About this task.
Where does the word "style" show up in the data? Please find each such line and copy it.

START Record excerpts

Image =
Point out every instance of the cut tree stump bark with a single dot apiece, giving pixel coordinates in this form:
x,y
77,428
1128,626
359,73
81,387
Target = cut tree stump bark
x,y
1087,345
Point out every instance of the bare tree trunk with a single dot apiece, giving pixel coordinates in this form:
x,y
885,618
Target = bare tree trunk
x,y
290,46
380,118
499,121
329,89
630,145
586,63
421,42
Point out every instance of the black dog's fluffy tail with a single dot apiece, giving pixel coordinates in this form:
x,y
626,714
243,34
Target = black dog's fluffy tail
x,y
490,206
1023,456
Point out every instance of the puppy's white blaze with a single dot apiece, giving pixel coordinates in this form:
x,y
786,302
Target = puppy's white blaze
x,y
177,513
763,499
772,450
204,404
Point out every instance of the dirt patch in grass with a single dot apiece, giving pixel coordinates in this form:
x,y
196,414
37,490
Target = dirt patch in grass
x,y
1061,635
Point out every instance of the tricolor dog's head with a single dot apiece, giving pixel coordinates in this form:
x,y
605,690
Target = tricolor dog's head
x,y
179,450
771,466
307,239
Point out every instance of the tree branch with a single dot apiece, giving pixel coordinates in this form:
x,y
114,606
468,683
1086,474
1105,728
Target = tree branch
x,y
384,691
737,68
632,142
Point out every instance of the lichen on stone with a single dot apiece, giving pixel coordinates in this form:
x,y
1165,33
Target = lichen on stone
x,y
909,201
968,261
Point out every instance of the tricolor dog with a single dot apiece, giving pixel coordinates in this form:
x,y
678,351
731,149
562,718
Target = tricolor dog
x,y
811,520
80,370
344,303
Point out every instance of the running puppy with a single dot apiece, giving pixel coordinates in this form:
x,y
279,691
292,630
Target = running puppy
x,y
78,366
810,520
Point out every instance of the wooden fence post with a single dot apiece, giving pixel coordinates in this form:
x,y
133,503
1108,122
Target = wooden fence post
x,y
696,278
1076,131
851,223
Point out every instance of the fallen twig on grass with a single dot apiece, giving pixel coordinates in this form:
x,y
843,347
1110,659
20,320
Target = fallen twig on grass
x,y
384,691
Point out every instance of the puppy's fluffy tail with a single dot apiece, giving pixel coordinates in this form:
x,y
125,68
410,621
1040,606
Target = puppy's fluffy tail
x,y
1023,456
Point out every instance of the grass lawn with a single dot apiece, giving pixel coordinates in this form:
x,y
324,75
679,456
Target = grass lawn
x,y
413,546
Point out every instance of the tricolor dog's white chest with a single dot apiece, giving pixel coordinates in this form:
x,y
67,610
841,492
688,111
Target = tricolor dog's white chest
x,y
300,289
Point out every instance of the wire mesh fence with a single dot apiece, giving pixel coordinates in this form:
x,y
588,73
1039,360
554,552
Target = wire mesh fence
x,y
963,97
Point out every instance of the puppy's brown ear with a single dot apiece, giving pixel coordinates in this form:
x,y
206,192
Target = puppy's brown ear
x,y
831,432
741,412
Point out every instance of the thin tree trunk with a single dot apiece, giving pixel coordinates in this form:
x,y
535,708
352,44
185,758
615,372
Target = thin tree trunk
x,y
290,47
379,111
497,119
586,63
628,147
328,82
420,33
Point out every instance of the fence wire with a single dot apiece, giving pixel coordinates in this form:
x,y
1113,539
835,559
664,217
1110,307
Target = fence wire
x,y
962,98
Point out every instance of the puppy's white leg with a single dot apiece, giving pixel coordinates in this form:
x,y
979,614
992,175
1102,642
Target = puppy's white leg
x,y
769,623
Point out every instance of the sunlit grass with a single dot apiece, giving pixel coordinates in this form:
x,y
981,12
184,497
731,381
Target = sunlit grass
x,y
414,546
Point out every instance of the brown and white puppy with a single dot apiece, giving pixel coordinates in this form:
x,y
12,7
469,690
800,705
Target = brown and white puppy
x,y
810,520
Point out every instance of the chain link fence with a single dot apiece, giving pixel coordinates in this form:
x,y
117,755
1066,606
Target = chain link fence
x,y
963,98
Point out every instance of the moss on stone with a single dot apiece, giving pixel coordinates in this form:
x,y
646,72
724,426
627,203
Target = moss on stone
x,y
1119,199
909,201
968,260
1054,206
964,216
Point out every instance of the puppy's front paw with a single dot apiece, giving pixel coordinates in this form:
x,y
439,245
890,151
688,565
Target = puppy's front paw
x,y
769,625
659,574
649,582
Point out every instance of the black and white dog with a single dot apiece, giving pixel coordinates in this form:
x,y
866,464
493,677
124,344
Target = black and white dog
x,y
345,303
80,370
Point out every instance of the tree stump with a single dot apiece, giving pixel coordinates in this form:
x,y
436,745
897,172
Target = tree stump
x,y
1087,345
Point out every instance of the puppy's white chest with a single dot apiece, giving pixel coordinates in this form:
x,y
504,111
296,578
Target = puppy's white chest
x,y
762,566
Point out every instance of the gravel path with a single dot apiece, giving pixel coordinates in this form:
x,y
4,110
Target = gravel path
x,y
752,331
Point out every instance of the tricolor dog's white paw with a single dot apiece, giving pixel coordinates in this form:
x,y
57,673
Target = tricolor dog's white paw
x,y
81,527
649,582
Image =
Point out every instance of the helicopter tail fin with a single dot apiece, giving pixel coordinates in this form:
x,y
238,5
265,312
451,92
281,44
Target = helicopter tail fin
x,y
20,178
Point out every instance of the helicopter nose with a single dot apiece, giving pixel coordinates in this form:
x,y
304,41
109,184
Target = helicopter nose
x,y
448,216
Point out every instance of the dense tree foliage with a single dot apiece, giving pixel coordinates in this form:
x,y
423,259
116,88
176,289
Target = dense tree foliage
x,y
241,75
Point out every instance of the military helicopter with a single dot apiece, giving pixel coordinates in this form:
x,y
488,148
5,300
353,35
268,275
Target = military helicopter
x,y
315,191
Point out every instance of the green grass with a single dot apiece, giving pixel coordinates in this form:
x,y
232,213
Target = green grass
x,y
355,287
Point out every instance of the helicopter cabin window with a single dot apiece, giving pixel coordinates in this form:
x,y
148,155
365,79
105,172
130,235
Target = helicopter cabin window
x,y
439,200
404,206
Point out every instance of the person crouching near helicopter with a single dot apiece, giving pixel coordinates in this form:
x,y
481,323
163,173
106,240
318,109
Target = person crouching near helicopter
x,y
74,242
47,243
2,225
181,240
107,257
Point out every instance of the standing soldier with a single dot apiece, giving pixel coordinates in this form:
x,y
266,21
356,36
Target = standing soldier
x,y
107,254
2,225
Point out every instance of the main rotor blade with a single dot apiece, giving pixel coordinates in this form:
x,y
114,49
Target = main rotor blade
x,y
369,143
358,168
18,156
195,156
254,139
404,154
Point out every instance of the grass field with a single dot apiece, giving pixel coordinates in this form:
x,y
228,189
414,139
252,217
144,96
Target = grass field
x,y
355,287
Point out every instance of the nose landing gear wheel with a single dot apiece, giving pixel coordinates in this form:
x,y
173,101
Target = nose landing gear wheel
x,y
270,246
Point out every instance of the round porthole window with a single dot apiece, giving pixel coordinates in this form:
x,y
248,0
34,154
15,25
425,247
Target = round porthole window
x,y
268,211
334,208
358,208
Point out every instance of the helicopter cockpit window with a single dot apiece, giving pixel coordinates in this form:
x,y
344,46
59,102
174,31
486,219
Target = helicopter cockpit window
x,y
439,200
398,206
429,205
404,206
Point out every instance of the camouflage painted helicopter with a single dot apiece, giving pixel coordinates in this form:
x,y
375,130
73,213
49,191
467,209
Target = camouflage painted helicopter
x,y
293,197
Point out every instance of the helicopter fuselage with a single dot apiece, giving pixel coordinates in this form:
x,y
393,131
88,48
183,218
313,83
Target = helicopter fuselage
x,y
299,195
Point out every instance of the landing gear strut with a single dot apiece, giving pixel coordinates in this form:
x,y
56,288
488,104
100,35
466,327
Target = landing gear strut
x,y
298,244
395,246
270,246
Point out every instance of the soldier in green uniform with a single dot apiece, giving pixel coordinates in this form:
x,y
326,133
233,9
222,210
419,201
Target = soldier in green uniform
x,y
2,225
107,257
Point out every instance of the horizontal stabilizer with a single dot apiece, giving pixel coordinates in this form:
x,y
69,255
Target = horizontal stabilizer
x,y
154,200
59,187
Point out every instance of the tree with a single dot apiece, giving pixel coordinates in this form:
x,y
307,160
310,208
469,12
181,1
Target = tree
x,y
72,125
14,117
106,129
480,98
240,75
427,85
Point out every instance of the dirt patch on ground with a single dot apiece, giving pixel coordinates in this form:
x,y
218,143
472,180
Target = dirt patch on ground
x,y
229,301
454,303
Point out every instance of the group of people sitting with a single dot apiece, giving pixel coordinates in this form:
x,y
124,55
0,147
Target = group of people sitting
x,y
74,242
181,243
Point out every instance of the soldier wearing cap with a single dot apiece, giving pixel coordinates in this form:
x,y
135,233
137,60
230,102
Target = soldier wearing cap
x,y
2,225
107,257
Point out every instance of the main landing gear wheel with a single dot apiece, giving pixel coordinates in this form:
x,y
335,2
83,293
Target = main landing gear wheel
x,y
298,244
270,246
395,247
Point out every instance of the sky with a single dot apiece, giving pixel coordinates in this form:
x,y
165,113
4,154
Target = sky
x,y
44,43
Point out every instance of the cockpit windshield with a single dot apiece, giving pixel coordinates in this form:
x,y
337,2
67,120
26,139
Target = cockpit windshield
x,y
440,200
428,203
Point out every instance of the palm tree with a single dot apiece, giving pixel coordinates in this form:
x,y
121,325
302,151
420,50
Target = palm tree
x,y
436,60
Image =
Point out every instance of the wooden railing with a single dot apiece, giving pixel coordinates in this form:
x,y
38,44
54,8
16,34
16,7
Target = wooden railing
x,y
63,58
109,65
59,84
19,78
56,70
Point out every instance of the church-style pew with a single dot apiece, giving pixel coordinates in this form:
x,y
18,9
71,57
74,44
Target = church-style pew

END Record excerpts

Exercise response.
Point out every instance of the church-style pew with a single dot apiece, giving pixel coordinates in this form:
Target = church-style pew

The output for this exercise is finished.